= Consigne écrite A =
Répondez aux questions suivantes à partir de l'article ci-dessous sur la remise carburant :
(i) À quelle date la mesure entre-t-elle en vigueur ?
(ii) Selon le Premier ministre, de combien augmenteraient les recettes fiscales sur les carburants au premier semestre 2022 si les prix se maintiennent ?
(iii) Quelle économie la remise permet-elle sur un plein de 60 litres ?

= Extrait du document =
════
Guerre entre l'Ukraine et la Russiedossier
Dans une interview samedi au «Parisien», le Premier ministre a annoncé une «remise à la pompe de 15 centimes par litre» de tous les carburants. Critiquée par de nombreux candidats à la présidentielle, cette mesure entrera en vigueur le 1er avril.
«Sur le premier semestre 2022 et si les prix se maintiennent à ce niveau, les recettes fiscales sur les carburants augmenteraient de moins de 2 milliards d’euros. Tout est rendu aux Français», assure le Premier ministre. (Denis Charlet /AFP)
publié le 13 mars 2022 à 18h55

La «remise à la pompe de 15 centimes par litre» dégainée par Castex samedi n’y aura rien changé. Le bruit continue de monter doucement mais sûrement sur les réseaux sociaux. Avec l’envolée des prix, accélérée par l’invasion russe en Ukraine, il serait temps, enjoignent certains, de revêtir le gilet jaune. Le coup de pouce, annoncé par le Premier ministre dans une interview au Parisien samedi, récolte pour beaucoup de citoyens comme de politiques la mention «insuffisant». «La moyenne de 2 euros /litre, pour le gazole et le sans-plomb, est dépassée sur le territoire national et cela risque de durer», relève Jean Castex. Cette mesure s’appliquera sur tous les carburants à partir du 1er avril pour une durée de quatre mois. Sur un plein de 60 litres, cela permettra d’économiser 9 euros. Un abattement qui ne sera visible qu’au moment du paiement.
════
(Données d'annotation par points sur photos)
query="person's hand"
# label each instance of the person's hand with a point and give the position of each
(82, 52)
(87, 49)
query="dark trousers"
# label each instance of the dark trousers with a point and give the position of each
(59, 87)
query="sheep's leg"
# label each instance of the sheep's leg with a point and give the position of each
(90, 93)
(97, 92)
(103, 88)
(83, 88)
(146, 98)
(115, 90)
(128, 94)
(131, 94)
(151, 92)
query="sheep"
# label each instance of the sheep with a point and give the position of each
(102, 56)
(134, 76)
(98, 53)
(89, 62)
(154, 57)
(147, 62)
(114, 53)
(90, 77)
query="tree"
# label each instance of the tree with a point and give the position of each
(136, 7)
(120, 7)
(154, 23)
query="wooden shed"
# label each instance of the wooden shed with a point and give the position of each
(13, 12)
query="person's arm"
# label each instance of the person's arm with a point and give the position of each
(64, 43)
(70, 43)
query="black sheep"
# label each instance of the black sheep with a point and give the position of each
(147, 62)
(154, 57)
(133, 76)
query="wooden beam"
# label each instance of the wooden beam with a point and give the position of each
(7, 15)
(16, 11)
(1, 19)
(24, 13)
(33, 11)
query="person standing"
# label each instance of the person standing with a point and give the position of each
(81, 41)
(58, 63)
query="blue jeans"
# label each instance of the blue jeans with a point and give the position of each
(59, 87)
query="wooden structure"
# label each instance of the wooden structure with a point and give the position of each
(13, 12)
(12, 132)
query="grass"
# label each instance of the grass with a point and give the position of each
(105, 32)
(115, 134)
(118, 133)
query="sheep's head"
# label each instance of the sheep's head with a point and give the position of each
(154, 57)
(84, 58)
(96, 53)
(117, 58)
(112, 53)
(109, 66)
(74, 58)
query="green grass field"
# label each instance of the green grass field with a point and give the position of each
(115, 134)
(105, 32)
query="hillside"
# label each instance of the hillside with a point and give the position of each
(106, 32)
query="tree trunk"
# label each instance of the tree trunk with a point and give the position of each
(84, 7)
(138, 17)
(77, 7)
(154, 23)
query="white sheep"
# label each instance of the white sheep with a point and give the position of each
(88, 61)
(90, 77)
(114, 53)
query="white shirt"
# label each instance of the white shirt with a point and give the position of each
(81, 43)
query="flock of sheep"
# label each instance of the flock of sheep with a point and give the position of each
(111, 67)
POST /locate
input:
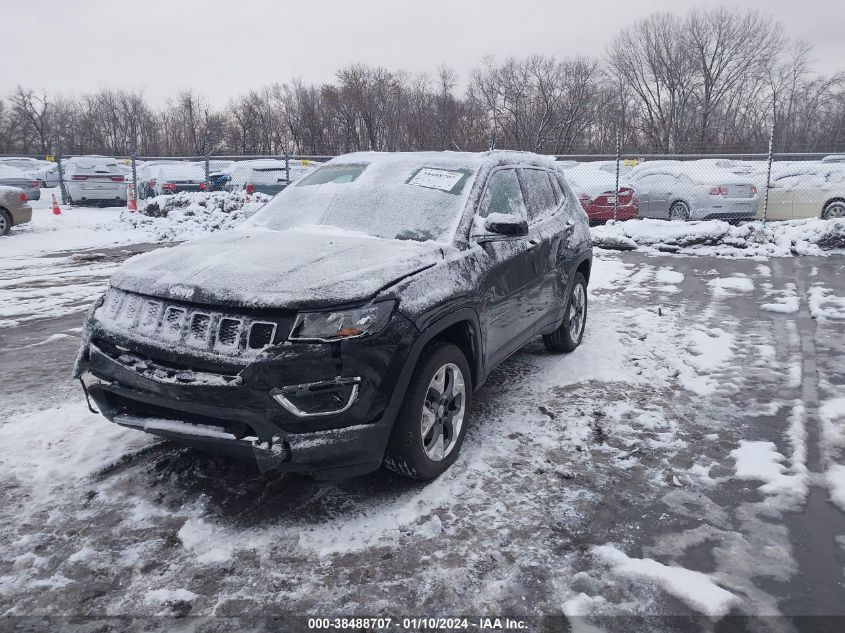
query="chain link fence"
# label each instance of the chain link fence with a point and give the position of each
(621, 186)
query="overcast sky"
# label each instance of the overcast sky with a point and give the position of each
(221, 48)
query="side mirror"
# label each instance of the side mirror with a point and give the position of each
(506, 225)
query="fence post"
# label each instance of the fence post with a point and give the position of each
(616, 192)
(62, 188)
(134, 157)
(768, 175)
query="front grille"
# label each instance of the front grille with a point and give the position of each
(197, 327)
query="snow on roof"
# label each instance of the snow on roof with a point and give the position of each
(699, 173)
(466, 159)
(7, 171)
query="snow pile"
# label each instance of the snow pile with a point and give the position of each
(188, 214)
(715, 237)
(697, 590)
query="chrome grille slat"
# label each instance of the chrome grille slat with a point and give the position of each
(221, 333)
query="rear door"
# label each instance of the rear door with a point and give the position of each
(643, 187)
(664, 190)
(510, 268)
(781, 197)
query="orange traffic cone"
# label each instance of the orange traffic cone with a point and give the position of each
(131, 201)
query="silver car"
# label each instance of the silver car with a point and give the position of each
(675, 192)
(14, 177)
(14, 209)
(166, 178)
(94, 179)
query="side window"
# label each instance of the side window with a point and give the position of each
(502, 195)
(556, 187)
(538, 192)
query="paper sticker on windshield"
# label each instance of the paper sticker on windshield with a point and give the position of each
(436, 179)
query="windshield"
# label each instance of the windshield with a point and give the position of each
(392, 198)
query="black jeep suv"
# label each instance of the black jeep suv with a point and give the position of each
(347, 323)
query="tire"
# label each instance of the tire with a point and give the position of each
(412, 452)
(567, 337)
(835, 209)
(679, 211)
(5, 223)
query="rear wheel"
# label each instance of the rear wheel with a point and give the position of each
(431, 425)
(5, 223)
(835, 209)
(568, 336)
(679, 212)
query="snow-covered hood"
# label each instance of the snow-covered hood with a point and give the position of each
(263, 268)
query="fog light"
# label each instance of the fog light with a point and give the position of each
(312, 399)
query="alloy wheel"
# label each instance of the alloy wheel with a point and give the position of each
(443, 412)
(679, 212)
(835, 210)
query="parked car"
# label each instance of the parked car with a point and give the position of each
(24, 163)
(170, 178)
(14, 208)
(268, 176)
(678, 192)
(349, 321)
(47, 176)
(596, 190)
(813, 192)
(14, 177)
(97, 179)
(218, 178)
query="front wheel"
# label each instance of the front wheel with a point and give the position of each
(835, 209)
(5, 223)
(568, 336)
(679, 212)
(431, 425)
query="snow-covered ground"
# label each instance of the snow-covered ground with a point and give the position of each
(687, 459)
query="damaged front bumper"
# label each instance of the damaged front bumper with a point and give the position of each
(316, 408)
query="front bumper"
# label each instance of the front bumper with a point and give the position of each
(605, 213)
(239, 411)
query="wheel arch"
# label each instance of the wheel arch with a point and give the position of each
(830, 202)
(461, 328)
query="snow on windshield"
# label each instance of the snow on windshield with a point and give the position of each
(393, 198)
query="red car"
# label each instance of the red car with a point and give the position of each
(595, 189)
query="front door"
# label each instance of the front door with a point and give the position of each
(510, 270)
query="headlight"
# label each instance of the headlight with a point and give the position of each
(341, 324)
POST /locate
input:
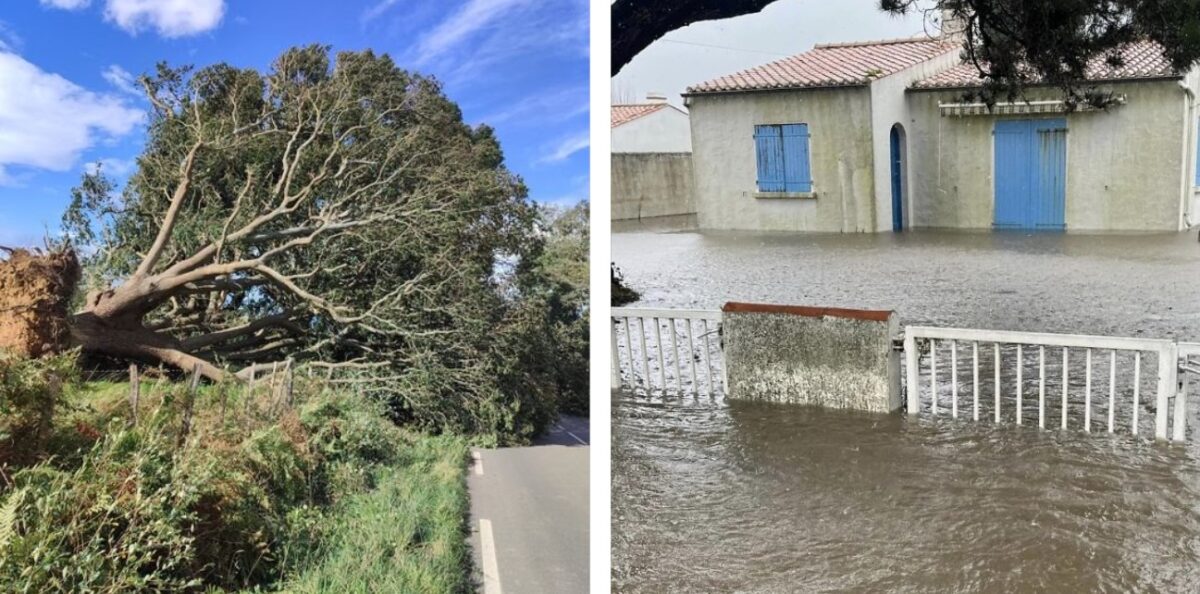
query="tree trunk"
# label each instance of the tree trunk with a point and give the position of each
(126, 337)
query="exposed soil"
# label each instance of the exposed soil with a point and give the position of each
(35, 294)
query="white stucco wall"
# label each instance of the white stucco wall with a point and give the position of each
(888, 108)
(666, 130)
(1127, 169)
(840, 149)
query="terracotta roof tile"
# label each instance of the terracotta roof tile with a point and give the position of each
(832, 65)
(630, 112)
(1141, 60)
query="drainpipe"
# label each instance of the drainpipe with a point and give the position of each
(1188, 185)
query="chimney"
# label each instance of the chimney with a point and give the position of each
(953, 27)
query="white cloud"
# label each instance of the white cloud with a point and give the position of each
(9, 39)
(473, 17)
(47, 121)
(67, 5)
(169, 18)
(567, 148)
(544, 107)
(377, 10)
(112, 167)
(121, 79)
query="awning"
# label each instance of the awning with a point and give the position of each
(1018, 108)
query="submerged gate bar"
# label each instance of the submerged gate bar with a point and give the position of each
(1006, 348)
(811, 355)
(849, 359)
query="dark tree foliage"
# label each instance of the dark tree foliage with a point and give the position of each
(621, 292)
(639, 23)
(336, 214)
(1013, 42)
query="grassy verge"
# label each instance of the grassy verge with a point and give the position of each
(406, 535)
(222, 491)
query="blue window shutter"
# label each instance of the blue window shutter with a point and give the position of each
(797, 174)
(769, 153)
(1198, 157)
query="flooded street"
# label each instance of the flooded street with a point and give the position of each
(744, 497)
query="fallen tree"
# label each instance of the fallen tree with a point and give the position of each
(35, 293)
(341, 215)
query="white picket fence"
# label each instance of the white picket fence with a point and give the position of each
(681, 348)
(1116, 363)
(1092, 383)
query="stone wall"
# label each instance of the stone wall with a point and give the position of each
(811, 355)
(652, 186)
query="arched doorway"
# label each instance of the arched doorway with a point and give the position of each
(898, 181)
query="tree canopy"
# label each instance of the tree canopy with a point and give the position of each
(331, 211)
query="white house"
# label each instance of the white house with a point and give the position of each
════
= Consigne écrite B =
Dénombrez les lignes qui contiennent la chaîne «headlight» et donnez uniquement ce nombre.

= Résultat attendu A =
(i) Le 1er avril.
(ii) De moins de 2 milliards d'euros.
(iii) 9 euros.

= Résultat attendu B =
2